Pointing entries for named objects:
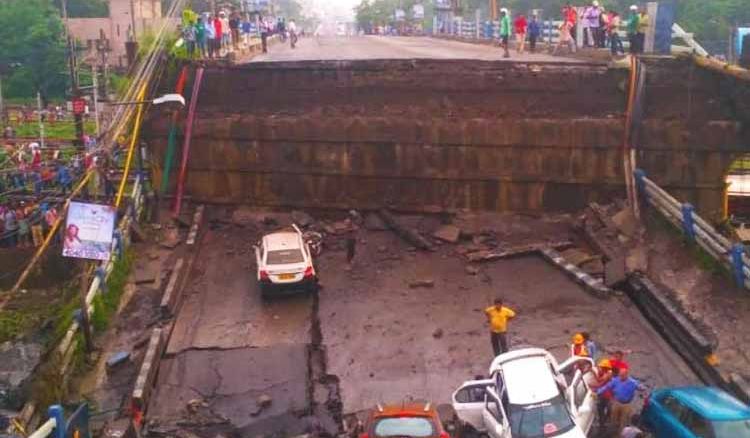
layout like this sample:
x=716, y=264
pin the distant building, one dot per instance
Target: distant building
x=124, y=15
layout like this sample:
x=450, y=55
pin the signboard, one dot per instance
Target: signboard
x=418, y=12
x=88, y=231
x=444, y=5
x=79, y=106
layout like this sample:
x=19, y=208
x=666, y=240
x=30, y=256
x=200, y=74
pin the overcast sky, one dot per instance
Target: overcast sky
x=333, y=9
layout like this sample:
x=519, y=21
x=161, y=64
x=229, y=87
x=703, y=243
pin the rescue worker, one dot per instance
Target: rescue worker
x=578, y=348
x=603, y=403
x=498, y=317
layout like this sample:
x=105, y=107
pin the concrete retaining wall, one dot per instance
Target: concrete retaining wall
x=437, y=135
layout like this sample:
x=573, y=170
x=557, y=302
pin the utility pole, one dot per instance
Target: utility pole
x=73, y=67
x=41, y=118
x=94, y=74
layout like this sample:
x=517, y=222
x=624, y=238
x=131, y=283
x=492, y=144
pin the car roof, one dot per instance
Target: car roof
x=529, y=379
x=711, y=403
x=281, y=241
x=410, y=409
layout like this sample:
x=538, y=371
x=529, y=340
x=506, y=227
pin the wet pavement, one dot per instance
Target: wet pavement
x=381, y=47
x=229, y=348
x=398, y=324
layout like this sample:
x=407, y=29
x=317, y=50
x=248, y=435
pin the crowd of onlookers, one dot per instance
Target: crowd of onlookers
x=214, y=34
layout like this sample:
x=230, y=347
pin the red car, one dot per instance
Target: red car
x=407, y=420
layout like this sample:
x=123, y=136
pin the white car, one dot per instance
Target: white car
x=284, y=262
x=529, y=394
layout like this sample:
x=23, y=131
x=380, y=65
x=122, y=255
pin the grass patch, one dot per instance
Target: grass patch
x=59, y=130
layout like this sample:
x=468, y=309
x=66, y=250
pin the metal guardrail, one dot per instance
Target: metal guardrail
x=682, y=215
x=77, y=425
x=67, y=345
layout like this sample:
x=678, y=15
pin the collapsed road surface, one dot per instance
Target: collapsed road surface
x=398, y=324
x=380, y=47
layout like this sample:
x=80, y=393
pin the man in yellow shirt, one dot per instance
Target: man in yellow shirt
x=498, y=316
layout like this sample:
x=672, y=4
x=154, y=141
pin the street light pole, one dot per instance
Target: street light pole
x=73, y=67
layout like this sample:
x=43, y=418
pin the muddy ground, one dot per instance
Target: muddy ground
x=397, y=324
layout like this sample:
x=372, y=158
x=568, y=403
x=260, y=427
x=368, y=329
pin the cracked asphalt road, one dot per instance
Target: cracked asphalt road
x=382, y=340
x=229, y=347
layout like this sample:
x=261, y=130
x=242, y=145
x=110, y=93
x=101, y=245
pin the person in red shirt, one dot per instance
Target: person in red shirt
x=217, y=40
x=618, y=362
x=520, y=25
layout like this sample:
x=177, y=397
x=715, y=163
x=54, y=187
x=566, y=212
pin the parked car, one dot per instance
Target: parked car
x=284, y=263
x=691, y=412
x=407, y=420
x=529, y=394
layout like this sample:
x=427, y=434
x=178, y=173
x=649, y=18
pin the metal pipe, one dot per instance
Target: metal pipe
x=188, y=138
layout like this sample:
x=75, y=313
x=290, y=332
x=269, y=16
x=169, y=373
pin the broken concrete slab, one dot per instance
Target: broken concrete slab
x=118, y=358
x=374, y=223
x=423, y=283
x=486, y=255
x=302, y=219
x=577, y=256
x=410, y=236
x=637, y=260
x=448, y=233
x=626, y=222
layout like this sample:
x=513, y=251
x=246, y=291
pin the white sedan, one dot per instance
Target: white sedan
x=284, y=263
x=529, y=395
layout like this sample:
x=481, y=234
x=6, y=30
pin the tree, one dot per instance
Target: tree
x=85, y=8
x=31, y=39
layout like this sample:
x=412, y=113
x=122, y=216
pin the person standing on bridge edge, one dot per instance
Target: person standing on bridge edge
x=520, y=25
x=504, y=31
x=210, y=35
x=633, y=29
x=534, y=32
x=264, y=34
x=498, y=317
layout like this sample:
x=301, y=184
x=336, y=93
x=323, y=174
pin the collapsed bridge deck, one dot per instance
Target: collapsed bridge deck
x=436, y=135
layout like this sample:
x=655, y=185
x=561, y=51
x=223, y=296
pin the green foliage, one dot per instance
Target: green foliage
x=63, y=130
x=31, y=42
x=85, y=8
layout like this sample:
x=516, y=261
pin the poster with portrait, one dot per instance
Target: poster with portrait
x=88, y=231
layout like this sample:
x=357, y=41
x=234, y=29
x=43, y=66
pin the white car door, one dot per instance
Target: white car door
x=469, y=401
x=579, y=396
x=495, y=421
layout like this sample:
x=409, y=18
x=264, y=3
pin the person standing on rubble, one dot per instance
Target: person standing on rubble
x=504, y=32
x=498, y=317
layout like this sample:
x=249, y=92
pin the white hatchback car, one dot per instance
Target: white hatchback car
x=529, y=395
x=284, y=263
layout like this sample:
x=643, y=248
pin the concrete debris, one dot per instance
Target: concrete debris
x=302, y=219
x=577, y=256
x=422, y=283
x=637, y=260
x=626, y=222
x=472, y=270
x=374, y=223
x=195, y=404
x=410, y=236
x=264, y=401
x=243, y=216
x=117, y=358
x=170, y=238
x=486, y=255
x=448, y=233
x=593, y=267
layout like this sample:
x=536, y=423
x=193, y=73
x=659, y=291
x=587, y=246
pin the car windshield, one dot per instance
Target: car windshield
x=539, y=420
x=417, y=427
x=284, y=257
x=732, y=429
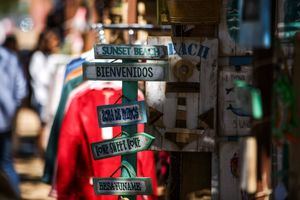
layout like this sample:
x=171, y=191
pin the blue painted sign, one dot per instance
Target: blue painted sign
x=122, y=114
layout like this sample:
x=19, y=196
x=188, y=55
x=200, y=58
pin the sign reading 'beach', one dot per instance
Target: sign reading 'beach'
x=122, y=186
x=156, y=52
x=121, y=145
x=122, y=114
x=125, y=71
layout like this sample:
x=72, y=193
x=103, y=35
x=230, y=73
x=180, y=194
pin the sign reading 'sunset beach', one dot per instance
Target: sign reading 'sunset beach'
x=154, y=52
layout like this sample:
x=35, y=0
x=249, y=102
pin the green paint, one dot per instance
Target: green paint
x=121, y=145
x=130, y=90
x=155, y=52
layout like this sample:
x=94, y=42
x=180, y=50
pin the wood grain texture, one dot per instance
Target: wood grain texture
x=168, y=136
x=231, y=124
x=228, y=47
x=229, y=152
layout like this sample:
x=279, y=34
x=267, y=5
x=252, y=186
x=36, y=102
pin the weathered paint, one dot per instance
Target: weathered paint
x=121, y=115
x=122, y=186
x=228, y=45
x=121, y=146
x=202, y=53
x=233, y=118
x=156, y=52
x=125, y=71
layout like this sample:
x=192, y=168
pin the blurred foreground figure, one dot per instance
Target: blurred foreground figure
x=13, y=89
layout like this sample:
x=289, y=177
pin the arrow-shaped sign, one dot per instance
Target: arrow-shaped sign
x=121, y=145
x=122, y=186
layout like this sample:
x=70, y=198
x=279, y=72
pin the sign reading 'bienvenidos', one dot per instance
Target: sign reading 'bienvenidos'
x=122, y=186
x=121, y=145
x=125, y=71
x=154, y=52
x=121, y=115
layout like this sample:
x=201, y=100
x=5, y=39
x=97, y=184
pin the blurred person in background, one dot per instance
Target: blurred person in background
x=41, y=71
x=13, y=89
x=11, y=43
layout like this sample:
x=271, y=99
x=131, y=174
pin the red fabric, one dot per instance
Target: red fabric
x=75, y=164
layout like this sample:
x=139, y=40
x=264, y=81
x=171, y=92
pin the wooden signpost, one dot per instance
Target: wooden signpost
x=121, y=115
x=131, y=52
x=121, y=145
x=127, y=115
x=122, y=186
x=125, y=71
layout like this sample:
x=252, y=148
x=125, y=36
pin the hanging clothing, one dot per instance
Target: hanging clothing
x=13, y=89
x=75, y=164
x=51, y=151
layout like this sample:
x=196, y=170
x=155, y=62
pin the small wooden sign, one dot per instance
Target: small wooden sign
x=156, y=52
x=122, y=145
x=122, y=114
x=125, y=71
x=122, y=186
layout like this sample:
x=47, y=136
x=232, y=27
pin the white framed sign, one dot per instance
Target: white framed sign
x=153, y=52
x=122, y=114
x=125, y=71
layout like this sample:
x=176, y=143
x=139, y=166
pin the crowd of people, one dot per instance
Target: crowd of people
x=34, y=79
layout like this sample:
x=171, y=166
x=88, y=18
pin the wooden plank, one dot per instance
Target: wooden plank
x=105, y=51
x=228, y=45
x=231, y=123
x=201, y=54
x=119, y=115
x=125, y=71
x=229, y=169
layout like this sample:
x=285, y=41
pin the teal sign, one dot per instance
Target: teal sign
x=122, y=186
x=125, y=71
x=122, y=145
x=130, y=52
x=121, y=115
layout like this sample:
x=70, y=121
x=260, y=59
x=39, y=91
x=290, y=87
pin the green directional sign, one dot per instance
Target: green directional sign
x=125, y=71
x=122, y=145
x=155, y=52
x=122, y=186
x=122, y=114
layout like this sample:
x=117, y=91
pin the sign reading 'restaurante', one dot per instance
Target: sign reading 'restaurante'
x=122, y=186
x=122, y=114
x=125, y=71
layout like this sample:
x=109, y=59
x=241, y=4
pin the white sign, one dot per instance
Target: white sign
x=121, y=115
x=156, y=52
x=125, y=71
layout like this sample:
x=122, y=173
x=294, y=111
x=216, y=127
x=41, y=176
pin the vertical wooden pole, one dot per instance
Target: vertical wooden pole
x=263, y=79
x=130, y=90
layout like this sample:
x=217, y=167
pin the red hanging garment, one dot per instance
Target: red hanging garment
x=75, y=164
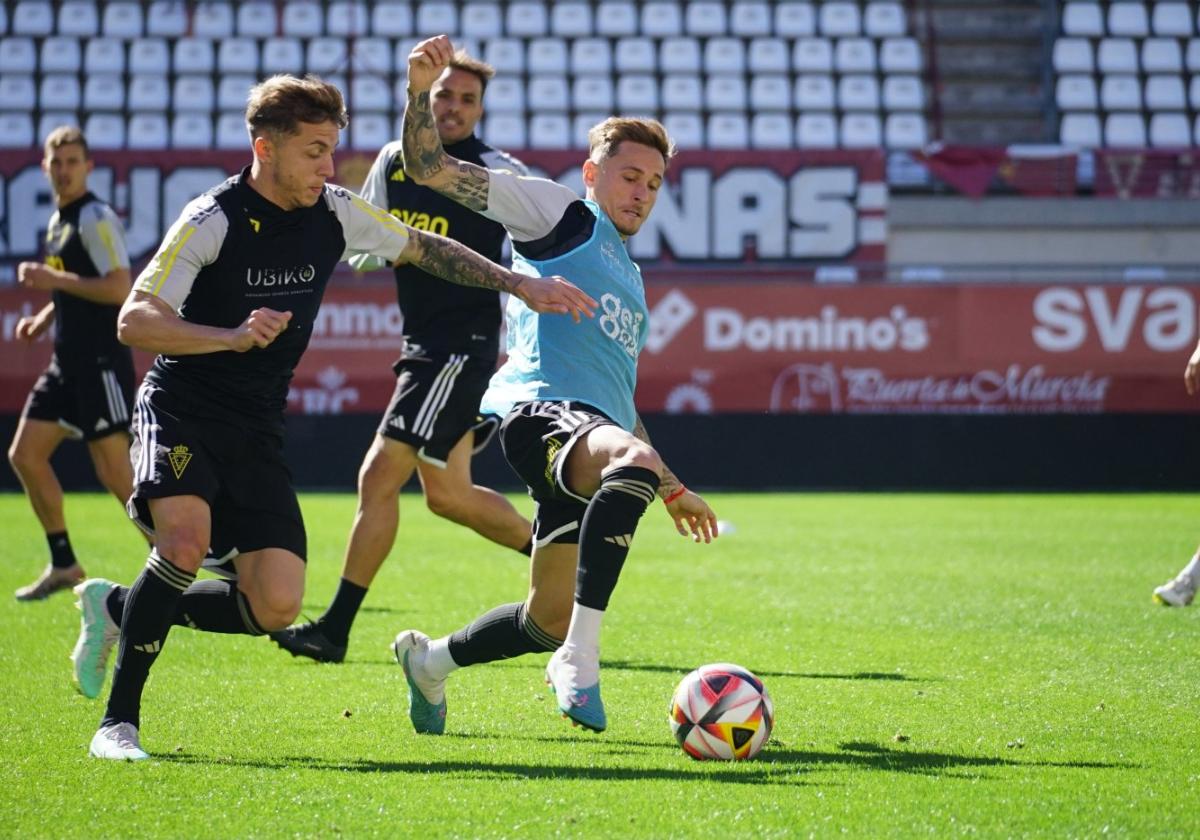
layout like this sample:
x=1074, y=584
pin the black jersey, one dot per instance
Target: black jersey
x=85, y=237
x=439, y=315
x=231, y=252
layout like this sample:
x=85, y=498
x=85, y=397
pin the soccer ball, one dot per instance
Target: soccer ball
x=721, y=712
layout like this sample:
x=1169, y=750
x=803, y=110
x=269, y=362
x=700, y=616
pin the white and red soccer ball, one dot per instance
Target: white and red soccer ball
x=721, y=712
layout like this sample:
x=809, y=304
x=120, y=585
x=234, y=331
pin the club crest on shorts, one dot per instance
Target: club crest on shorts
x=179, y=459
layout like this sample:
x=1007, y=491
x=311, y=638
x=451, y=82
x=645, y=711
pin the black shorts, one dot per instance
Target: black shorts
x=90, y=401
x=239, y=472
x=537, y=437
x=437, y=401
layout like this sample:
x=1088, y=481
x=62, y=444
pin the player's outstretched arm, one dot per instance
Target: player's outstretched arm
x=148, y=323
x=690, y=513
x=455, y=262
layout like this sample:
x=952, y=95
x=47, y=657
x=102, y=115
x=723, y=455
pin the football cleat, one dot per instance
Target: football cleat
x=411, y=648
x=97, y=635
x=309, y=640
x=1176, y=593
x=118, y=742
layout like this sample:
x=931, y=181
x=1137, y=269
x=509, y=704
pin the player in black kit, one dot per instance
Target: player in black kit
x=228, y=304
x=432, y=425
x=87, y=390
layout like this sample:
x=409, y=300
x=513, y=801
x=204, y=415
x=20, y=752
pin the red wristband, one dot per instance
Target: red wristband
x=675, y=495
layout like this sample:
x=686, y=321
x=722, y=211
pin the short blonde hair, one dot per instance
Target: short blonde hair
x=605, y=137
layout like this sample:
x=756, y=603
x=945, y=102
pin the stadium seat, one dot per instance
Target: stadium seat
x=1170, y=131
x=391, y=19
x=591, y=55
x=238, y=55
x=637, y=94
x=17, y=55
x=727, y=131
x=546, y=55
x=771, y=131
x=103, y=91
x=60, y=55
x=149, y=55
x=505, y=54
x=1165, y=93
x=1128, y=19
x=1080, y=130
x=167, y=18
x=148, y=131
x=33, y=18
x=78, y=18
x=303, y=19
x=1162, y=55
x=861, y=131
x=505, y=94
x=105, y=131
x=232, y=130
x=905, y=131
x=16, y=131
x=504, y=131
x=855, y=55
x=527, y=19
x=436, y=18
x=1120, y=93
x=858, y=93
x=687, y=130
x=1073, y=55
x=550, y=131
x=592, y=93
x=705, y=18
x=59, y=91
x=1171, y=19
x=682, y=93
x=750, y=21
x=370, y=131
x=816, y=131
x=636, y=55
x=679, y=55
x=616, y=18
x=1126, y=131
x=771, y=93
x=17, y=93
x=814, y=93
x=570, y=19
x=795, y=21
x=1117, y=55
x=191, y=131
x=1083, y=19
x=839, y=19
x=813, y=55
x=193, y=55
x=148, y=93
x=1075, y=93
x=904, y=93
x=725, y=55
x=885, y=19
x=347, y=19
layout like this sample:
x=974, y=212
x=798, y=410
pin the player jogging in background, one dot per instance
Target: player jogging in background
x=228, y=303
x=451, y=342
x=87, y=390
x=570, y=429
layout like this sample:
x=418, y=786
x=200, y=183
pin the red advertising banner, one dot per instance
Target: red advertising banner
x=754, y=346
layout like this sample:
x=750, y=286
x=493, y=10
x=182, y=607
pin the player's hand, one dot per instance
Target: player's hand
x=1192, y=372
x=555, y=295
x=261, y=328
x=693, y=516
x=426, y=63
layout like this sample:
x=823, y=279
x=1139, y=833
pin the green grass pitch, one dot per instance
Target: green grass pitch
x=941, y=665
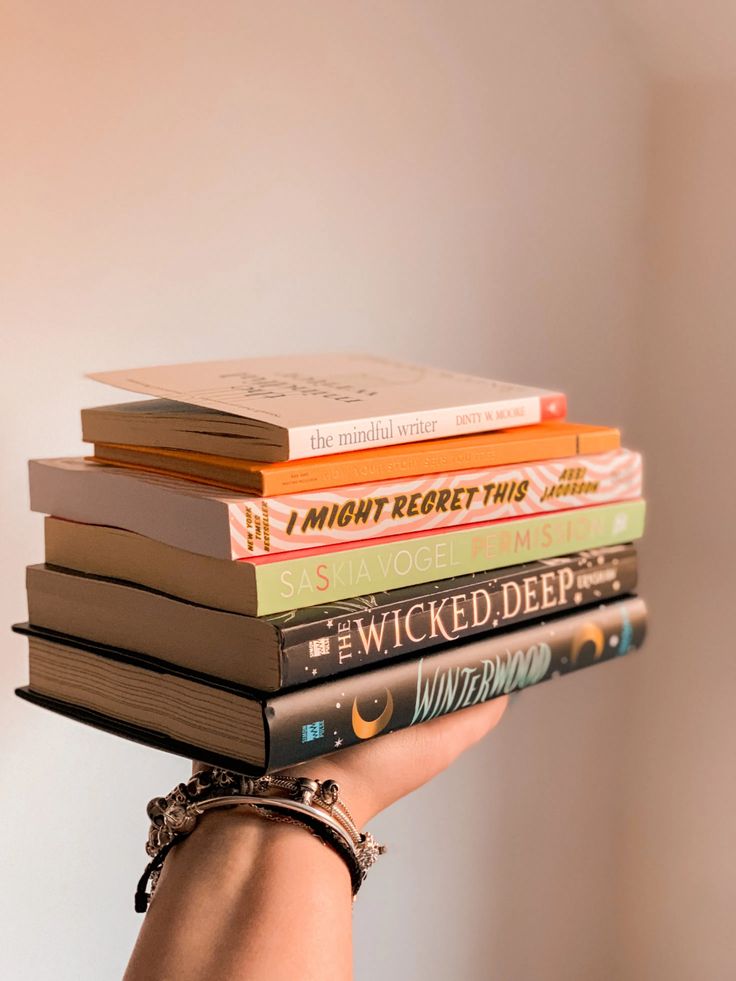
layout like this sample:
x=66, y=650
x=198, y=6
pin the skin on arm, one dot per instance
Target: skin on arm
x=245, y=898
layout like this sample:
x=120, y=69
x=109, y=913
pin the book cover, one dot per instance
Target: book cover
x=360, y=706
x=333, y=403
x=319, y=575
x=314, y=643
x=297, y=726
x=213, y=521
x=277, y=583
x=544, y=441
x=322, y=641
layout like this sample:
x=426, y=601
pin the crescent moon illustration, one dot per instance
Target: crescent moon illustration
x=364, y=728
x=589, y=633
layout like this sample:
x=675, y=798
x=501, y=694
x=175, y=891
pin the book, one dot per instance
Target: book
x=313, y=643
x=292, y=407
x=285, y=581
x=545, y=441
x=217, y=522
x=195, y=715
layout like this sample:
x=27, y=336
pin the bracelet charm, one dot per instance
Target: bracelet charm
x=309, y=803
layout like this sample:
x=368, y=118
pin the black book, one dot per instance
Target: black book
x=197, y=715
x=284, y=650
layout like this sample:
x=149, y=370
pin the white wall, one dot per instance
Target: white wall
x=678, y=885
x=460, y=183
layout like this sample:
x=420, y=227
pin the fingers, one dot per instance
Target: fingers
x=379, y=772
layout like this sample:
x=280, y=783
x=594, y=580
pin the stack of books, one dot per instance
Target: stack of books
x=271, y=559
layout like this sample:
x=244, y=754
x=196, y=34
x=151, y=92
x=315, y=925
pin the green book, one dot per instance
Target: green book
x=311, y=577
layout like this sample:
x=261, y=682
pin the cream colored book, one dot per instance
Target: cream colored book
x=291, y=407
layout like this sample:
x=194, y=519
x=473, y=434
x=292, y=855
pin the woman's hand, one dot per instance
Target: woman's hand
x=374, y=774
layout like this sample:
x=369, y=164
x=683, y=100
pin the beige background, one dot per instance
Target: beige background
x=540, y=191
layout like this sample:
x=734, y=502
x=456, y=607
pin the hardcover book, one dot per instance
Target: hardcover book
x=218, y=523
x=284, y=408
x=544, y=441
x=276, y=583
x=313, y=643
x=198, y=716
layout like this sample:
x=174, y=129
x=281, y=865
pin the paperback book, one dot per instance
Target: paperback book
x=291, y=407
x=545, y=441
x=195, y=517
x=277, y=583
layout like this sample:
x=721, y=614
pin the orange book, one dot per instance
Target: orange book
x=544, y=441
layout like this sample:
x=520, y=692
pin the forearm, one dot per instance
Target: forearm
x=243, y=897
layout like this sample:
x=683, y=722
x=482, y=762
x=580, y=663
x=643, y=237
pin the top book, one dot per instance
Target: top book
x=286, y=408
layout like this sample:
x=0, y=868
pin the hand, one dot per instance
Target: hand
x=374, y=774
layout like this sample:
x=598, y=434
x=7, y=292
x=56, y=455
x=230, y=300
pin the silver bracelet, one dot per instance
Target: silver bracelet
x=312, y=804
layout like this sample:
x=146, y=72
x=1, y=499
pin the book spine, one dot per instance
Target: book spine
x=358, y=707
x=441, y=500
x=410, y=427
x=371, y=632
x=317, y=576
x=437, y=456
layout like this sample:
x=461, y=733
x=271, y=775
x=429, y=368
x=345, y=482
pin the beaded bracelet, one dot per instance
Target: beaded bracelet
x=308, y=803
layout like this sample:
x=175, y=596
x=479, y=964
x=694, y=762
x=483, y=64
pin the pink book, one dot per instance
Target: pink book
x=205, y=519
x=313, y=405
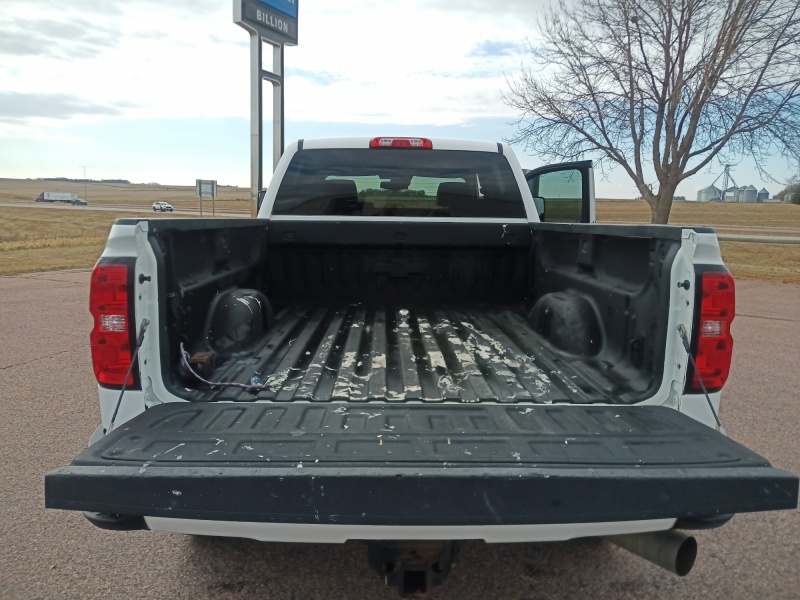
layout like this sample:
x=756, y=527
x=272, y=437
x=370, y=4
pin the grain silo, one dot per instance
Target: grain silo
x=710, y=194
x=748, y=194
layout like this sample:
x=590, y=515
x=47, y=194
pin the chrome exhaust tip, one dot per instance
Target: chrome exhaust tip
x=670, y=550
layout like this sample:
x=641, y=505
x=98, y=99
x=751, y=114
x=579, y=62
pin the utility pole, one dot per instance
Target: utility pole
x=85, y=195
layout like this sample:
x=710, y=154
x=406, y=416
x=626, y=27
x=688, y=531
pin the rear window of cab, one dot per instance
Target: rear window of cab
x=394, y=182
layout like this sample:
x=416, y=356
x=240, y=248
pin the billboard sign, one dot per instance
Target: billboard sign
x=274, y=20
x=288, y=7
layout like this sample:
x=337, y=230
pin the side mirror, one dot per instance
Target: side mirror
x=539, y=202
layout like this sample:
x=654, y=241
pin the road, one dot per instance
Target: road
x=48, y=410
x=133, y=208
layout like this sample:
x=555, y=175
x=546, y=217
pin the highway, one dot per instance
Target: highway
x=48, y=409
x=133, y=208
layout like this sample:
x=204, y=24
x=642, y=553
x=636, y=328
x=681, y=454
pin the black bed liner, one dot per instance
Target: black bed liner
x=468, y=353
x=450, y=464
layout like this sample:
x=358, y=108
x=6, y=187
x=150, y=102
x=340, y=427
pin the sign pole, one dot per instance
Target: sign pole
x=274, y=22
x=256, y=121
x=277, y=106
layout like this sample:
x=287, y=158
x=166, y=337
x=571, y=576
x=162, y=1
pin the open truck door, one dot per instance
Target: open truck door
x=564, y=193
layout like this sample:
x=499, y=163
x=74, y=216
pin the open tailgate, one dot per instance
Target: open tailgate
x=417, y=465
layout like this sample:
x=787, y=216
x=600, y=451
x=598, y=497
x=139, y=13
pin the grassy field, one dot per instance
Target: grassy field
x=41, y=240
x=138, y=195
x=51, y=239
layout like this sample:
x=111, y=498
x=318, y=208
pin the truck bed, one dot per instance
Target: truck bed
x=447, y=353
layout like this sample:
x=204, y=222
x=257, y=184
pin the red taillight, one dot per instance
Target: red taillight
x=418, y=143
x=714, y=339
x=110, y=337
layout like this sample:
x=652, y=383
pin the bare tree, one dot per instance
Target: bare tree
x=663, y=87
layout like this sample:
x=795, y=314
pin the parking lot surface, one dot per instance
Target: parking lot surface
x=48, y=410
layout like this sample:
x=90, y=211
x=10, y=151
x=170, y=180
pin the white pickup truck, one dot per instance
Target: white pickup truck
x=415, y=343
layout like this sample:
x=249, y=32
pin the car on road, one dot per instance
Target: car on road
x=162, y=207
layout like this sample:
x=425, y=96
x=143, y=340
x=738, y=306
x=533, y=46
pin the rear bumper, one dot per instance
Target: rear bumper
x=339, y=534
x=422, y=496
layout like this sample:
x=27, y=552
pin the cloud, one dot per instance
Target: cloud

◆ STATED PROBLEM ◆
Pull out each line of the items above that contains the word "deck", copying it unchanged.

◆ WRITTEN SOLUTION ◆
pin the collapsed bridge deck, one dot per instance
Target: collapsed bridge deck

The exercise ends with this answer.